### WHAT YOU HAVE TO DO
Return every line of the records below unchanged, leaving the pictures out of your answer.

** Begin **

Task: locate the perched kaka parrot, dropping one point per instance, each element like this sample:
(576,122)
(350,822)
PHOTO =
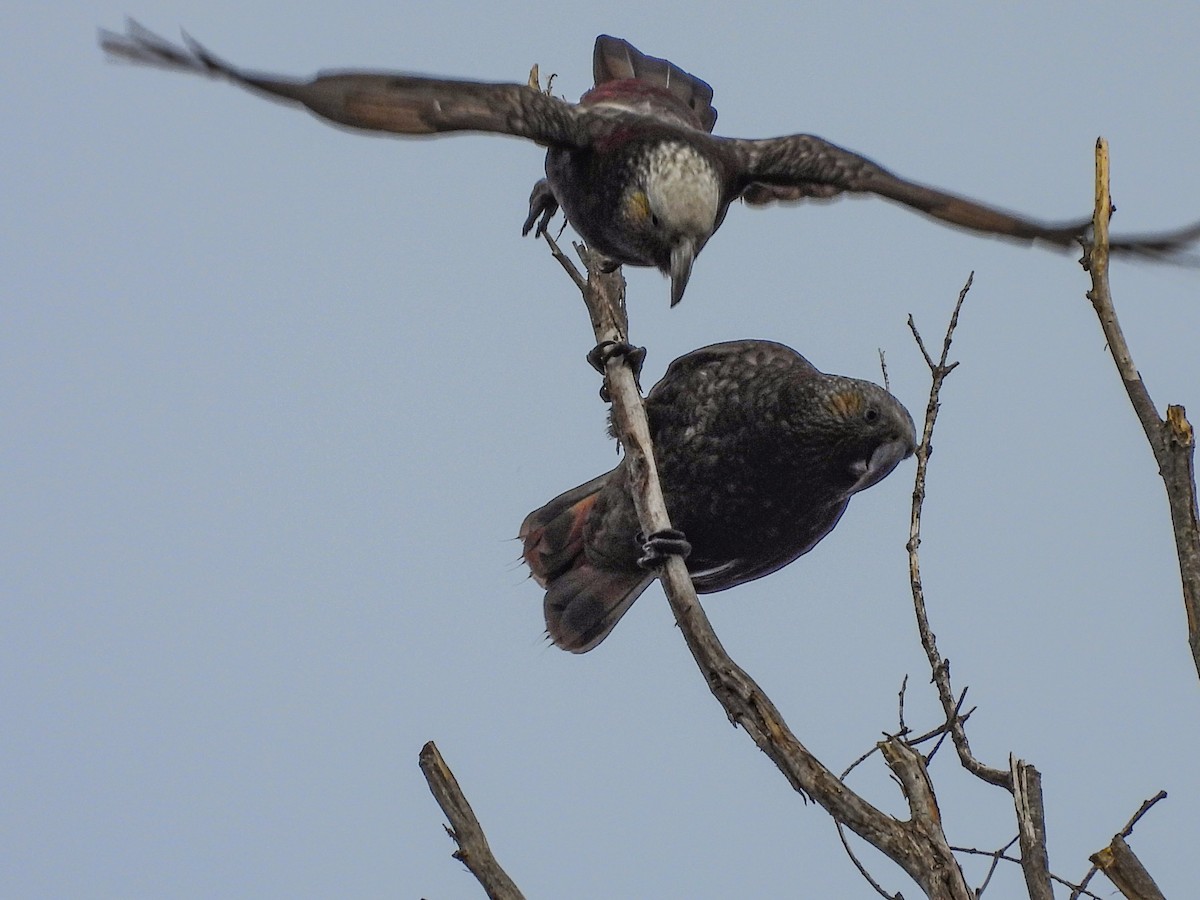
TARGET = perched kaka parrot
(759,454)
(633,165)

** End **

### SOLUTION BELOW
Task: locate the perched kaka parrot, dropping one point per instance, each element like this sample:
(576,122)
(350,822)
PHOTO =
TARGET = perched kaka parrot
(759,454)
(633,165)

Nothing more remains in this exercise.